Required actions |
1. From the forum thread about the Sweep coding tool, extract the stretch from "Thanks for staying" through "commits to the PR?".
2. Answer these questions about the forum thread on the Sweep coding tool:
(a) What measure does twelve40 call the unambiguous success criterion for automated test work?
(b) What uptime figure does andrejcasey say health and finance applications need?
(c) Through what two kinds of comments does Sweep take in suggestions on a PR?
3. Continue the forum thread about the Sweep coding tool, picking up after its last reply.
Given passage START
I'm actually optimistic that we can do better code-wise. But I'd love to see how things develop. Maybe we wouldn't need AI if we just had better programming languages.

kevinlu1248 2 years ago

I think for teams that want to move fast in a non-critical environment (health, finance etc.) something that works 90% of the time is fine. Getting to 95% takes twice the amount of time but does not provide twice the value. When the 5% difference becomes the difference maker we can fix it later.

Further, we're adding better test systems to Sweep. For now, you can just comment to get Sweep to cover the edge cases and write tests. Happy to take any other feedback.

andrejcasey 2 years ago

Sorry but unless the core business is making statistical predictions, then you're wrong. Other industries (like health and finance) still need robust applications with like 99.99% uptime.

twelve40 2 years ago

Ok i get the skepticism but what i liked about their description is that it's not the overblown hysterical "AI superhuman programmer" pitch, but a more modest "junior" angle. If they keep looking for something that clicks, there are lots of "junior" niches that could be filled - for example, I can see that thing automatically working to beef up the test coverage. It's kind of difficult to screw up tests, the potential fallout is low and there is a unambiguous number (coverage) as the success criteria. If we look around our daily developer lives, there might be more cases that could be automated with this, even if it doesn't ever become good enough for any general programming.

williamzeng0 2 years ago

Something I'm a big fan of is making a small successful ticket (for example migrate the functions in one file) and then applying it map-reduce style across the entire codebase. This could help a lot, and by definition addresses repetitive work.

We have this (to some degree) with issue templates, where you can pre-populate some text and fill in the rest. We're also thinking about good ways to offload that work to Sweep.

williamzeng0 2 years ago

That's completely right, the testimonials will look really strange if the names have 3+ words in them. That's why we're targeting really strong developers to review Sweep's PRs. An experienced dev(like you) will be able to read the code, think "hey this needs tests and edge cases" and then request changes instead of merging it.

marktani 2 years ago

Thanks for staying constructive and on topic. Super interesting tool and amazing video!

Is Sweep also taking in suggestions and then incorporates them with follow-up commits to the PR?

williamzeng0 2 years ago

Yes Sweep does! It's through file comments and PR comments. We also handle failing GitHub actions.
Given passage END
Provided records START
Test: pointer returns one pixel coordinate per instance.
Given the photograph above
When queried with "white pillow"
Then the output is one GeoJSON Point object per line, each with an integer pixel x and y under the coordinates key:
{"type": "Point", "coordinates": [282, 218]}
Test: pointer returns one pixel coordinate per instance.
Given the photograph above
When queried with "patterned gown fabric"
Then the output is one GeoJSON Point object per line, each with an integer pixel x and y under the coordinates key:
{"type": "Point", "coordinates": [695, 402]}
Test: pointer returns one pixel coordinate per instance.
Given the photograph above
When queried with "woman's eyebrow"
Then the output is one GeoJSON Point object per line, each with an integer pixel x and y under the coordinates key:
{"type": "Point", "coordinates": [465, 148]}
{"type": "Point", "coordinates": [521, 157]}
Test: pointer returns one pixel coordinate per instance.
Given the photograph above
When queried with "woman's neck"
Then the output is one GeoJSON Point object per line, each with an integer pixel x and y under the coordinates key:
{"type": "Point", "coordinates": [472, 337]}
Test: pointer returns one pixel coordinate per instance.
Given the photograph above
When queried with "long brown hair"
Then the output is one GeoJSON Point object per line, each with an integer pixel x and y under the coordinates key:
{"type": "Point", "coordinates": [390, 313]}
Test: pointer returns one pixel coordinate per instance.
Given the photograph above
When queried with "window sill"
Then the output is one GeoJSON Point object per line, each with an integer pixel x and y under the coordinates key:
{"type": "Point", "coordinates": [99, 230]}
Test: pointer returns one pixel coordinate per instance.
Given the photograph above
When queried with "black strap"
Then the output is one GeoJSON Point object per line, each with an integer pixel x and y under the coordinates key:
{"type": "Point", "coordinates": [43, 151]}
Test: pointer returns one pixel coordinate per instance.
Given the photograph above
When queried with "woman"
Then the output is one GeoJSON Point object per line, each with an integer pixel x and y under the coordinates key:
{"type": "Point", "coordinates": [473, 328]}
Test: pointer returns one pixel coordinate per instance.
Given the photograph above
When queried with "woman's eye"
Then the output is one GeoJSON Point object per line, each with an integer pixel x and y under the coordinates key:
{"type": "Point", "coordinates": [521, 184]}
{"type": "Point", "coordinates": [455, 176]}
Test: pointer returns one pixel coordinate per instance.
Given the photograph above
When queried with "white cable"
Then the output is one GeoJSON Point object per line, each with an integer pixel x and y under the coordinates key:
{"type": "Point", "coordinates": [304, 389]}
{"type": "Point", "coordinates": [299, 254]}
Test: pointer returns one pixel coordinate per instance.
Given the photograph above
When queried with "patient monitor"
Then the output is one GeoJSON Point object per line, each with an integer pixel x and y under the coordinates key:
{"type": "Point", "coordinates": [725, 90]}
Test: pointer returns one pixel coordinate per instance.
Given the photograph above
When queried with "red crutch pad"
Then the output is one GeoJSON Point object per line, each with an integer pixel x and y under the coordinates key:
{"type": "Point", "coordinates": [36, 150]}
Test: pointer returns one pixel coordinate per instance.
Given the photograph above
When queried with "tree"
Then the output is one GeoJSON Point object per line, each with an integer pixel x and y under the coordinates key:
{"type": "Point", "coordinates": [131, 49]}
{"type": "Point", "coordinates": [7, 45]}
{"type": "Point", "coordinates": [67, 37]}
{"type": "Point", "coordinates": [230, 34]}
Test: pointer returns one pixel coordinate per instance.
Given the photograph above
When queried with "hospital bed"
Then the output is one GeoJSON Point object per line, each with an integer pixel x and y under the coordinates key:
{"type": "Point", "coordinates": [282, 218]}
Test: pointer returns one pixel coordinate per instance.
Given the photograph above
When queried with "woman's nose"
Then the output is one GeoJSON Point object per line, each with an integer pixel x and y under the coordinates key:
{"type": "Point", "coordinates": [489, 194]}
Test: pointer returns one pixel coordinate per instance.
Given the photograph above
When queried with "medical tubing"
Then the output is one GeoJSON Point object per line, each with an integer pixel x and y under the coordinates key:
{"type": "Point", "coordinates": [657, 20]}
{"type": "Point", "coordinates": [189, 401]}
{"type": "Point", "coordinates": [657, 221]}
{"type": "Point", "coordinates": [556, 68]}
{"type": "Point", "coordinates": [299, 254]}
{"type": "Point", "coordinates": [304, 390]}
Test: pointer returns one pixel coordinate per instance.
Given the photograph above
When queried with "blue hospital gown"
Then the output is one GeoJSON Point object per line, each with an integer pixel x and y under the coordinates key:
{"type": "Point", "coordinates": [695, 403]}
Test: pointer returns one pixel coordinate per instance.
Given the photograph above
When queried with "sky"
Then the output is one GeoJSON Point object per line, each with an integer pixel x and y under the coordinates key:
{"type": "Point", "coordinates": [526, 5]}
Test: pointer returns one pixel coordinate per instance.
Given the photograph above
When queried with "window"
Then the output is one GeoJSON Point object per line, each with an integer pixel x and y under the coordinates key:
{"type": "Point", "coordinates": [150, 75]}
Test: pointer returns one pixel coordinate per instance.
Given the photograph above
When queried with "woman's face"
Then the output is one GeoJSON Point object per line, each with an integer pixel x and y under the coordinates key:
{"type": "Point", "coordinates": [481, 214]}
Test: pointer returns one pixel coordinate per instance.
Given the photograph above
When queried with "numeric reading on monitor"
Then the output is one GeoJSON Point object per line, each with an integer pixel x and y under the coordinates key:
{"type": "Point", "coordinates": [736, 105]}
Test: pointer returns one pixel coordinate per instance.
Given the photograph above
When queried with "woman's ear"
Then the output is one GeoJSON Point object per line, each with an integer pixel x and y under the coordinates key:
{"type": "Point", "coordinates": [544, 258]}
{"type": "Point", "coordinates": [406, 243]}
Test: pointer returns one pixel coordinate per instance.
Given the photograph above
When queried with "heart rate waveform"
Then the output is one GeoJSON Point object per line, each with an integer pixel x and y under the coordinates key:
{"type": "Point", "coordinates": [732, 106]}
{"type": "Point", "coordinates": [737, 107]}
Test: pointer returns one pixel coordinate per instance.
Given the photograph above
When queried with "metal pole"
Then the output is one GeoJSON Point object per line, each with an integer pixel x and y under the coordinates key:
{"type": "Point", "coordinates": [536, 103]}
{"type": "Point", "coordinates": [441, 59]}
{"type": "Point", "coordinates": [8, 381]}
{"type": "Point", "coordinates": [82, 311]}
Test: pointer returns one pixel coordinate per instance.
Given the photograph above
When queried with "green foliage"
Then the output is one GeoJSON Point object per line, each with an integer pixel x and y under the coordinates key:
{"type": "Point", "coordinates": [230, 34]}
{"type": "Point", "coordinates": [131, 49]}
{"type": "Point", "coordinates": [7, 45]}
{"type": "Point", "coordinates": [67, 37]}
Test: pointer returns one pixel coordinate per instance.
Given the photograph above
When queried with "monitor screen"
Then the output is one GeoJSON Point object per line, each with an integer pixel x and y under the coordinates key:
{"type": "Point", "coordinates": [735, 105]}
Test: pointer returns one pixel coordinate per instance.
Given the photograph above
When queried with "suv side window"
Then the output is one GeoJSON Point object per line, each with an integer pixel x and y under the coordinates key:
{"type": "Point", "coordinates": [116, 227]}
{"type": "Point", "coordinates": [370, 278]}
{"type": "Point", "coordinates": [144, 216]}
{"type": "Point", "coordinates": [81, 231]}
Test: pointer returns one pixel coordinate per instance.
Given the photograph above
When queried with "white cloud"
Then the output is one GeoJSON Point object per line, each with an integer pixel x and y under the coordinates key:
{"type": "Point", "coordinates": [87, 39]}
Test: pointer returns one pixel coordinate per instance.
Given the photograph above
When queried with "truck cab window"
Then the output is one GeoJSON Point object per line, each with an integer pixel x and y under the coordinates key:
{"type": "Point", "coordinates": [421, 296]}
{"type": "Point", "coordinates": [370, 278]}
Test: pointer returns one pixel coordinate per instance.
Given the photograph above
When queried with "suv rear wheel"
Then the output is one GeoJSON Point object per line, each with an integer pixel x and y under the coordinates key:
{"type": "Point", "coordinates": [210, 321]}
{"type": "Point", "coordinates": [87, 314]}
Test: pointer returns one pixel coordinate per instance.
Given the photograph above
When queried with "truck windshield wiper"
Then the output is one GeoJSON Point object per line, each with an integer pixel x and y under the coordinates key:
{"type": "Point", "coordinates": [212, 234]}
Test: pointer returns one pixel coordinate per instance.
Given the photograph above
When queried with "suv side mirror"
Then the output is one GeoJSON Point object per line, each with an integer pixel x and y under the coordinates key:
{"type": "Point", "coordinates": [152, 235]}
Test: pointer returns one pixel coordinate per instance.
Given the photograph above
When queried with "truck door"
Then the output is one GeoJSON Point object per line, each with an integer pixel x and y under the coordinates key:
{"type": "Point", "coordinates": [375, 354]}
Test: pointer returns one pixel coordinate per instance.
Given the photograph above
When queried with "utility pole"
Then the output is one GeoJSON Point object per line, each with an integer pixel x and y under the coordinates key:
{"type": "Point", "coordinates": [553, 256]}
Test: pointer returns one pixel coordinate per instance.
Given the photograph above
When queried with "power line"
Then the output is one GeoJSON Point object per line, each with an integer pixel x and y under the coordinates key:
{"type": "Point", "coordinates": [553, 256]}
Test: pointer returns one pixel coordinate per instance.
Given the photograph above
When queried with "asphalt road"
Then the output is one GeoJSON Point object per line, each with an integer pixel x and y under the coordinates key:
Provided records END
Provided records START
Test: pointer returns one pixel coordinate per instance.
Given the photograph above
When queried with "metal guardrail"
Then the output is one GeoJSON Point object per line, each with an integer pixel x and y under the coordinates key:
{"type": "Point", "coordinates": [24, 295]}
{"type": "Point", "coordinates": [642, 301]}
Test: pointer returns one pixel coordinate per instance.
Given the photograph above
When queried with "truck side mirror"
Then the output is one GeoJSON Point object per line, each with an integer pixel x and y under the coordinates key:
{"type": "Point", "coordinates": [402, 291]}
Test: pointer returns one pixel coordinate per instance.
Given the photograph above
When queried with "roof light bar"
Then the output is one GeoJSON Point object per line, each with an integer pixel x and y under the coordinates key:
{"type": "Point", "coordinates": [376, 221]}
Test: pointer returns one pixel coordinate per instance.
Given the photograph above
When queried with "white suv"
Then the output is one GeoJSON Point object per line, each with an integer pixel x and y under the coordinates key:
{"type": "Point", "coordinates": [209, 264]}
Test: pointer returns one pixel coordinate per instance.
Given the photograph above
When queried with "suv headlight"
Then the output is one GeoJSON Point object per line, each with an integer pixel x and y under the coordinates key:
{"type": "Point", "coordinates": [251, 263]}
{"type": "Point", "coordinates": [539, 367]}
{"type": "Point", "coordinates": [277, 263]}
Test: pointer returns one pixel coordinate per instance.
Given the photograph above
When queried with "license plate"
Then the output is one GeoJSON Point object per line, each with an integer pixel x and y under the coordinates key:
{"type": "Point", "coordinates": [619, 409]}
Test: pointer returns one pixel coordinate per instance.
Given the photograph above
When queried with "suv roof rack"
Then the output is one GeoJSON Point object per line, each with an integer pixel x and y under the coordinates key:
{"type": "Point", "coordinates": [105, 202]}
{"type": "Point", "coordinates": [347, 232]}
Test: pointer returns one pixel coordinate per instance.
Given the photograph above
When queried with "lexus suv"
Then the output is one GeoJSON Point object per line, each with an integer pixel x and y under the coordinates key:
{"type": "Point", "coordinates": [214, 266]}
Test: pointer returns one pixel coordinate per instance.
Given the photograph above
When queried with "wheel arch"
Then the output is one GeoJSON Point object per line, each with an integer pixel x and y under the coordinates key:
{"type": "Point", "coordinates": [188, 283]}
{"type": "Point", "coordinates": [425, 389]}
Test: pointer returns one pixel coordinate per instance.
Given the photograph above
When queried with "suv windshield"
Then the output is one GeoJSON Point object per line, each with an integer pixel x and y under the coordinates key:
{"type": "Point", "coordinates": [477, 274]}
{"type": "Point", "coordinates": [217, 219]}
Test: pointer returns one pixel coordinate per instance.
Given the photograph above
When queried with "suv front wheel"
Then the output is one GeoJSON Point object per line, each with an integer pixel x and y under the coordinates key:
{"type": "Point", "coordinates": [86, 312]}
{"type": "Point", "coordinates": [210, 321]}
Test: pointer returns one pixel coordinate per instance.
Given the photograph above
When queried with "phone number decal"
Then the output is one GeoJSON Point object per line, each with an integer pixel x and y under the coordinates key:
Provided records END
Provided records START
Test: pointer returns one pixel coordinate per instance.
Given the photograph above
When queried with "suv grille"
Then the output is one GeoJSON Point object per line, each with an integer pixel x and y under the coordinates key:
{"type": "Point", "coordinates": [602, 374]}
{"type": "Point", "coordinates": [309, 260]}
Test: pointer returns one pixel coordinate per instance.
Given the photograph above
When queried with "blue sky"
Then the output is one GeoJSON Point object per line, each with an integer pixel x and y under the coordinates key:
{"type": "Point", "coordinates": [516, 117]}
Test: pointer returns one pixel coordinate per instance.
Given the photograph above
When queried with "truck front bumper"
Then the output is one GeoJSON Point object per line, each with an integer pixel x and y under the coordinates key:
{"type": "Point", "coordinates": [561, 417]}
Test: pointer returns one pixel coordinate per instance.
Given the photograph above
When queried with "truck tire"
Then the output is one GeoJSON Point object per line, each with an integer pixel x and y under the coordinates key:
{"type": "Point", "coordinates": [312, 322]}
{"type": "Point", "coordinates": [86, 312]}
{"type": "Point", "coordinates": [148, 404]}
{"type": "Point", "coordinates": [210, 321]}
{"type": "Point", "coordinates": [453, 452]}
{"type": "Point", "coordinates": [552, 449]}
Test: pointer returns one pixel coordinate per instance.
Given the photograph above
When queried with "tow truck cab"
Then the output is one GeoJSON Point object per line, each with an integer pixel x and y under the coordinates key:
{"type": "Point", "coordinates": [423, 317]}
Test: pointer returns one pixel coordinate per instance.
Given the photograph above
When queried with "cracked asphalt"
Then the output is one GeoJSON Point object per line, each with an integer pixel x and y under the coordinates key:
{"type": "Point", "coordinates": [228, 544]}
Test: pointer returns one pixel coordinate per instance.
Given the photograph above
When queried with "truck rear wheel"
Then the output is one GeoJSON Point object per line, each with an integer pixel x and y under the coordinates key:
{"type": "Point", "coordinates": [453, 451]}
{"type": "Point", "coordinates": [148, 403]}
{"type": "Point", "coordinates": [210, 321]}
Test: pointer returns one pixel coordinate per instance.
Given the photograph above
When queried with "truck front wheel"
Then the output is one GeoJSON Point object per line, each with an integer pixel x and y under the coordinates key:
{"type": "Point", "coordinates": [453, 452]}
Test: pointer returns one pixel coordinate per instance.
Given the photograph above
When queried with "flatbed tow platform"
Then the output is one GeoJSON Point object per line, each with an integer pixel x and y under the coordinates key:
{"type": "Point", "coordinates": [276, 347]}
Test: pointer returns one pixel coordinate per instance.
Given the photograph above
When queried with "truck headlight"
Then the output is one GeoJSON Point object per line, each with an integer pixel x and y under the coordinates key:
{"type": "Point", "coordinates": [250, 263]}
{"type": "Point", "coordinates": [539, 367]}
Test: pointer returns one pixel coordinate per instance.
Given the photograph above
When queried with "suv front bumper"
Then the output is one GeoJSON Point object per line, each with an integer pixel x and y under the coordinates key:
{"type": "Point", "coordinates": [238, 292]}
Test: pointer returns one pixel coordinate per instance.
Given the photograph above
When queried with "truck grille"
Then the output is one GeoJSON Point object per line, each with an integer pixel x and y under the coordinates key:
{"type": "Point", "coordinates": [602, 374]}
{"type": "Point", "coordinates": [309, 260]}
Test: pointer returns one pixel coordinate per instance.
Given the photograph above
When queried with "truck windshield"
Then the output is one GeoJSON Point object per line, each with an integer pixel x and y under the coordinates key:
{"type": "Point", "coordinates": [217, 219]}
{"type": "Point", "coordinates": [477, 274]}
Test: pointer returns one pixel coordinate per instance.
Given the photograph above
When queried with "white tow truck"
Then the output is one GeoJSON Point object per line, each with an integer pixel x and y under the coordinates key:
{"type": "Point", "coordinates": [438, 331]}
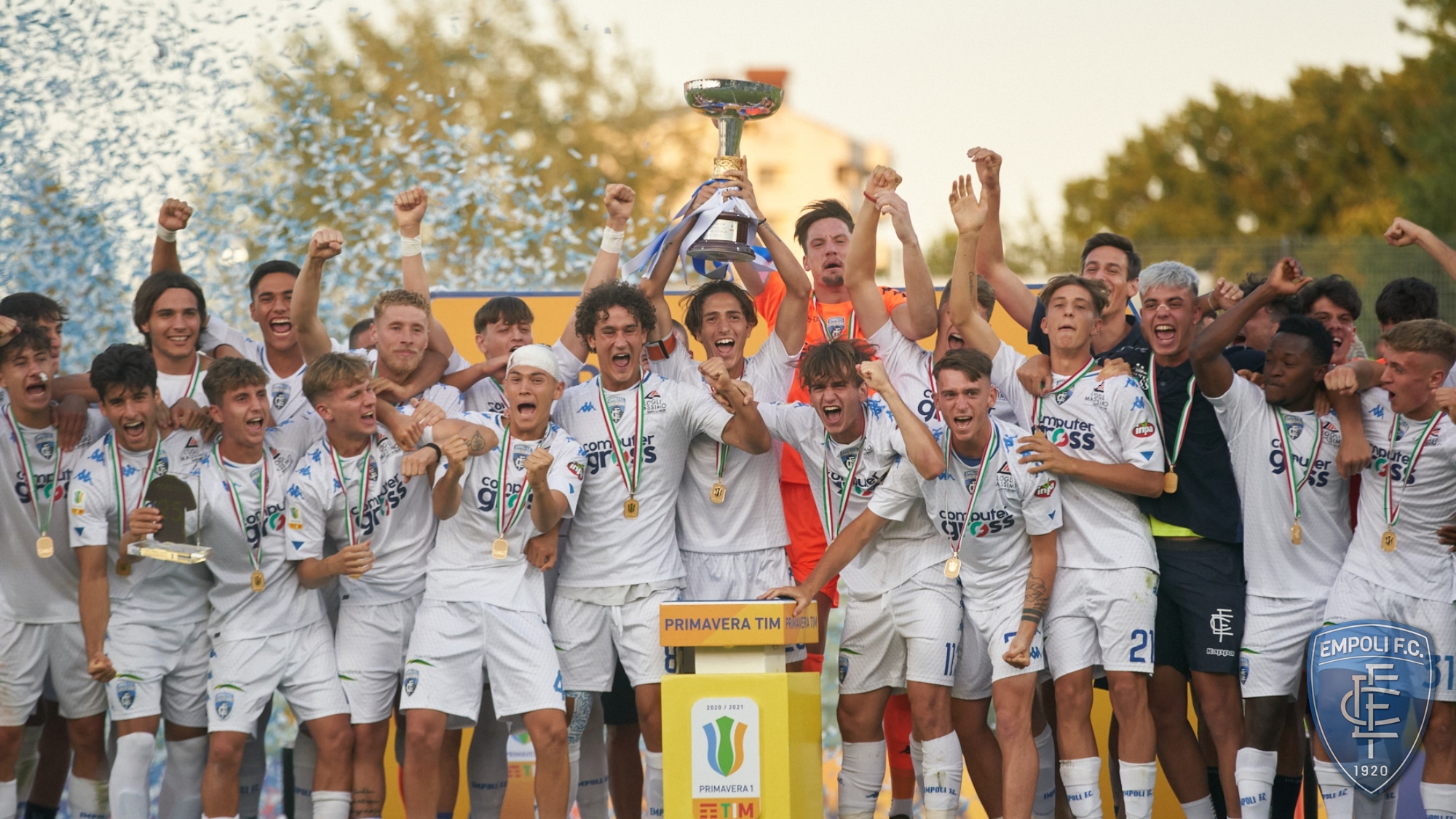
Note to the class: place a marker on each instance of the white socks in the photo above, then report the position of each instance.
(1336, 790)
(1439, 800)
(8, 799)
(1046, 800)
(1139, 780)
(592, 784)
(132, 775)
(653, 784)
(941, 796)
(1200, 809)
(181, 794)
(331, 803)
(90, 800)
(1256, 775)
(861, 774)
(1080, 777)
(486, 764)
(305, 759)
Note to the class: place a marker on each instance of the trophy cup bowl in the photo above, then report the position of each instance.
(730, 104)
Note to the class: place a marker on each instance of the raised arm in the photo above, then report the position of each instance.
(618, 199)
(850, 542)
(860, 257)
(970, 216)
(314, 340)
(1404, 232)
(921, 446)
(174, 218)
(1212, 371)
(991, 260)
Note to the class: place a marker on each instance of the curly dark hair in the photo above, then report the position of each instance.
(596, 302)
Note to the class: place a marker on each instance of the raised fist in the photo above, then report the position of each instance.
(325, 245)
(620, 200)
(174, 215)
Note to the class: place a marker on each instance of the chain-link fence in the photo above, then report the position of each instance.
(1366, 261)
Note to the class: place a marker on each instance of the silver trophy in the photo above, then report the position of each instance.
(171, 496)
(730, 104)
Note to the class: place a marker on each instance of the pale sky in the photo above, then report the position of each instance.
Provided records END
Outputs in order |
1.
Thanks for staying constructive and on topic. Super interesting tool and amazing video!

Is Sweep also taking in suggestions and then incorporates them with follow-up commits to the PR?

2.
(a) Coverage.
(b) 99.99% uptime.
(c) File comments and PR comments.

3.
gcanyon 2 years ago

Hence why:

1. They refer to as an "AI junior developer" 2. It creates pull requests, not commits

From (2), your problem is with the person who commits this code without modification, not with the AI.

williamzeng0 2 years ago

That would be me, completely happy to take the blame here :) We manually update the content here so the code works just fine for now.

huijzer 2 years ago

I think this makes sense. I've seen many situations of large software projects where some bug is just open for months or even years and actually very easy to fix. In hindsight then, it was then a lot of missed value if the bug just lingered around for no good reason. If there was some tool that could just run in the background and randomly pop up a PR from time to time, then that would be cool.

Good luck!

williamzeng0 2 years ago

Yep, these bugs can be trivial but that initial context switch, creating a branch, etc tends to drain your energy.

Sweep can do this right now, you just have to label it yourself. We're doing this right now so you don't get flooded with PRs if you have a lot of open issues.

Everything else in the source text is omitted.